[START OF INFORMATION SHOWN]

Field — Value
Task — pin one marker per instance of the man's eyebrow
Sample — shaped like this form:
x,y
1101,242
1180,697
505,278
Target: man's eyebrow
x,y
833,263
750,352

[END OF INFORMATION SHOWN]

Write out these entries again, switching every "eyebrow" to "brow" and keeping everything else the same.

▸ WORKED ANSWER:
Field — Value
Task — pin one marker per instance of the man's brow
Sample — shaped like this form:
x,y
1101,242
1180,697
505,278
Target: man's brow
x,y
833,263
750,352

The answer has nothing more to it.